Skip to main content

AI Evals Overview

info

AI Evals are currently in beta; Reach out in Slack to get access.

What are AI Evals?

Statsig AI Evals have a few core components to help iterate and serve your LLM apps in production.

  1. Prompts: Prompts are a way to represent your LLM prompt (and associated LLM config like Model Provider, Model, Temperature etc). This typically represents a task you're getting the LLM to do (e.g. "Classify this ticket to a triage queue" or "Summarize this text"). You can version prompts, choose in Statsig which version is currently live and retrieve and use this prompt in Production using the Statsig server SDKs. It is possible to use Prompts as the control pane for your LLM apps without using the rest of the Evals product suite.
  2. Offline Evals: Offline evals offer a quick, automated grading of model outputs on a fixed test set. They catch wins / regressions early—before any real users are exposed. e.g. compare a new support‑bot’s replies to gold (human curated) answers to decide if it is good enough to ship. It is possible to grade output even without a golden dataset (e.g. if you're having an LLM validate English to French translation).

================

Work to complete:
Pick up the AI Evals overview above right after its final sentence and keep writing it.

================

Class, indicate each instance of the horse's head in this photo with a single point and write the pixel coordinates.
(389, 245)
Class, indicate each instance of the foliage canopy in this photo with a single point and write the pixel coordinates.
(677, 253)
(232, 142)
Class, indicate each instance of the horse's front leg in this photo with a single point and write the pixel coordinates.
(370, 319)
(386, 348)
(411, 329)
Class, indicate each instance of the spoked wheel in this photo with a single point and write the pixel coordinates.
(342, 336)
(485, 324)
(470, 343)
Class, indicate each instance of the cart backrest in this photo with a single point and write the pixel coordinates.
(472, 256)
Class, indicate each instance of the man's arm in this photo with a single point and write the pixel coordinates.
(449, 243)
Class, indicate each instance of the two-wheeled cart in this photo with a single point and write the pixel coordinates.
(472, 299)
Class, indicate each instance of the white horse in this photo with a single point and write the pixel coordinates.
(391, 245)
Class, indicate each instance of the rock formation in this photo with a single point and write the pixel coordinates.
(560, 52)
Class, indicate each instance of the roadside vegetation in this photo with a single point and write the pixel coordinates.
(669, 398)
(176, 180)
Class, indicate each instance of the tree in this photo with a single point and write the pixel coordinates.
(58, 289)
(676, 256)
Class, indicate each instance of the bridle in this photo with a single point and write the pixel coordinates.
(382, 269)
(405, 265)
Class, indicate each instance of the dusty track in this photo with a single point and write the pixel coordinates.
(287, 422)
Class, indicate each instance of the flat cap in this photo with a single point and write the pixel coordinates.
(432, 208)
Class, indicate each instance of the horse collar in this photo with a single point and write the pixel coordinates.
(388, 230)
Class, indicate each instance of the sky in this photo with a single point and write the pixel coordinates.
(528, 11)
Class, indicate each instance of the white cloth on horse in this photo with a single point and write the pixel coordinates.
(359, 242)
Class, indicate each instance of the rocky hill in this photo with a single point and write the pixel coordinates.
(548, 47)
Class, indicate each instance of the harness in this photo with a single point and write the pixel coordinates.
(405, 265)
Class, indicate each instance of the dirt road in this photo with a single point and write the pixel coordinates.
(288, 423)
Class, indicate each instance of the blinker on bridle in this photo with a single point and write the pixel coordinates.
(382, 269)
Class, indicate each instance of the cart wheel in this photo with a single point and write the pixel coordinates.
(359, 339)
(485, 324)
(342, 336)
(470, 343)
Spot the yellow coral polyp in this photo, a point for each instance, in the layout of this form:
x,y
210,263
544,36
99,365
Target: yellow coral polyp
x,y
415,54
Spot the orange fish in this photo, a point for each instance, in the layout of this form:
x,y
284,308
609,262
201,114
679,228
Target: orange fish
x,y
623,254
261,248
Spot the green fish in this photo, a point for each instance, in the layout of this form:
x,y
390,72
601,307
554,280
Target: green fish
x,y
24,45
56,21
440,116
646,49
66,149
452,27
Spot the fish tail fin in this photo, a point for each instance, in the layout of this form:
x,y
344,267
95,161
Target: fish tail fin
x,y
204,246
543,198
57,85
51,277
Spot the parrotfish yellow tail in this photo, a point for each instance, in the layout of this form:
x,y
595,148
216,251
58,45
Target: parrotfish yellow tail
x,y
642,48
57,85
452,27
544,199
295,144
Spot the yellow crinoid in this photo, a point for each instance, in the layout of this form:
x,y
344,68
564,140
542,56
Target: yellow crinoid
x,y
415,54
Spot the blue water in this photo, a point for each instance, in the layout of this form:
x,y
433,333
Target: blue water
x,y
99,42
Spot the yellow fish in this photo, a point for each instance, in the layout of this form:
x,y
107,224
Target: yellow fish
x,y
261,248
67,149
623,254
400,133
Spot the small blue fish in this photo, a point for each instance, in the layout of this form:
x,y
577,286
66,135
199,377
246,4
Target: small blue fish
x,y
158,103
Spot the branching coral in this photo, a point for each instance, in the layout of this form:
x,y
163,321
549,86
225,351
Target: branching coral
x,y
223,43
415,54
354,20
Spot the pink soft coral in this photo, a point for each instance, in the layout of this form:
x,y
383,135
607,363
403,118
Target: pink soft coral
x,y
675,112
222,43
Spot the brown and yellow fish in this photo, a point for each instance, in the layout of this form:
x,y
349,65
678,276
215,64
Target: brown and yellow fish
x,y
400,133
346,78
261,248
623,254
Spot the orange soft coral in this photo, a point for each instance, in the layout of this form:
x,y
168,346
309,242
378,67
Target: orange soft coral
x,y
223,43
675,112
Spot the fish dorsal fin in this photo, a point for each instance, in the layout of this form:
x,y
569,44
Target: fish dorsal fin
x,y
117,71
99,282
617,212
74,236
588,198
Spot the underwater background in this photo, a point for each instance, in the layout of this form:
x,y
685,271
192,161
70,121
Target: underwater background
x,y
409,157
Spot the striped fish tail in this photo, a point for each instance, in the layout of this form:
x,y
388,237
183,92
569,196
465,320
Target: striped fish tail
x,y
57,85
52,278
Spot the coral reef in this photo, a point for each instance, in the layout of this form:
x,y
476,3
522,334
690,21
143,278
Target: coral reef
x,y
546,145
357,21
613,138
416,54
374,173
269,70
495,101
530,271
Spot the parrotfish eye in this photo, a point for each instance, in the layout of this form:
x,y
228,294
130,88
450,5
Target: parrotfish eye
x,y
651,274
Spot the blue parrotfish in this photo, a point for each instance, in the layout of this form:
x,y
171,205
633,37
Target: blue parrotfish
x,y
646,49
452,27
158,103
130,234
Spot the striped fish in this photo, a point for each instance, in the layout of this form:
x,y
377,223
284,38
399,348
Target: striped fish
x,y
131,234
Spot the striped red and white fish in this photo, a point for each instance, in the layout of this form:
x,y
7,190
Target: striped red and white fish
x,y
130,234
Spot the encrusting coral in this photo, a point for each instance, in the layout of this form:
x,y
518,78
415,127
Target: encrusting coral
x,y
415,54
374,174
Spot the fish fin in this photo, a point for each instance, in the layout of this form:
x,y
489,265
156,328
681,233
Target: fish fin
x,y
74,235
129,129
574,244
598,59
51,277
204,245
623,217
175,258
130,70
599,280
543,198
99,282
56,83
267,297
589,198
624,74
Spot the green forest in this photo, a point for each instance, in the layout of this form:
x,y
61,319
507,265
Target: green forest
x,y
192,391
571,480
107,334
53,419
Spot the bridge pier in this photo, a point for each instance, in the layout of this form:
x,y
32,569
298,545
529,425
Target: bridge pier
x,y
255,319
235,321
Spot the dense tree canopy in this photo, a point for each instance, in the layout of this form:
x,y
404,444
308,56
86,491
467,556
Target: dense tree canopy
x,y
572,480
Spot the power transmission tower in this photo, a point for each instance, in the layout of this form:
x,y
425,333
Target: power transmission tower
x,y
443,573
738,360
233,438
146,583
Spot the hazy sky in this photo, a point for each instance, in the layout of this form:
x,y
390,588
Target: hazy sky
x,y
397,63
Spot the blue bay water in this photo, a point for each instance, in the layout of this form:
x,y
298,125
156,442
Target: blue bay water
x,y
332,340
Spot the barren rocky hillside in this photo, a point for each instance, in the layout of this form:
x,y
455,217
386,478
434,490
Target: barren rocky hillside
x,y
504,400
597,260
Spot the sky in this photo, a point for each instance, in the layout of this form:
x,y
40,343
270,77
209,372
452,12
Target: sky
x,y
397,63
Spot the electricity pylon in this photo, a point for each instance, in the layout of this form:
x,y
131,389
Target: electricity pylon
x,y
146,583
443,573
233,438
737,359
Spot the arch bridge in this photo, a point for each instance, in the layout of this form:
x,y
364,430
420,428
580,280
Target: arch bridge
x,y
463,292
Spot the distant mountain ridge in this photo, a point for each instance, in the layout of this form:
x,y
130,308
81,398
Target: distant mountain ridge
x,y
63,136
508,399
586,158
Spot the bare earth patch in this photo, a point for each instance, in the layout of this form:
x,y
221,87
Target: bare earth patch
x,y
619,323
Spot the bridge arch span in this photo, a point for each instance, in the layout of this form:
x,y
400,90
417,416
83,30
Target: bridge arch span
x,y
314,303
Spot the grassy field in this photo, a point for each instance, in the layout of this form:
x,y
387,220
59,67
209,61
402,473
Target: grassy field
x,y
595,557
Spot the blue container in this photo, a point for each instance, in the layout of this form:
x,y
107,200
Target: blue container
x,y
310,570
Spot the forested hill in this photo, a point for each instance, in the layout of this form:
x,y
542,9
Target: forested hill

================

Task response:
  3. Online Evals: Online evals let you grade your model output in production on real world use cases. You can run the "live" version of a prompt, but can also shadow run "candidate" versions of a prompt, without exposing users to them. Grading works directly on the model output, and has to work without a ground truth to compare against.

What about Gates, Experiments and Analytics?

The standard suite of Statsig product building capabilities are also available for use here. For example, you can target an LLM feature at a set of people that meet some criteria with a Feature Gate, or choose to roll out a new prompt version as an Experiment and understand impact on metrics, similar to any other experiment.

LLM as a Judge

Some grading can use heuristics (e.g. check if the AI generated output matches the ideal answer in the dataset when the output is as simple as High, Medium or Low). Some grading can't - you're trying to decide if "Your ticket has been escalated" and "This ticket has been escalated" mean the same thing. LLM-as-a-judge lets you quickly and cheaply evaluate AI outputs at scale without needing tons of human reviewers. It mimics how a human would assess quality — and while not perfect, it's fast, consistent, and good enough to compare different versions of your model or prompt. In this example, we could write an LLM-as-a-judge prompt "Score how close this answer is to the ideal one on a scale between 0-1.0".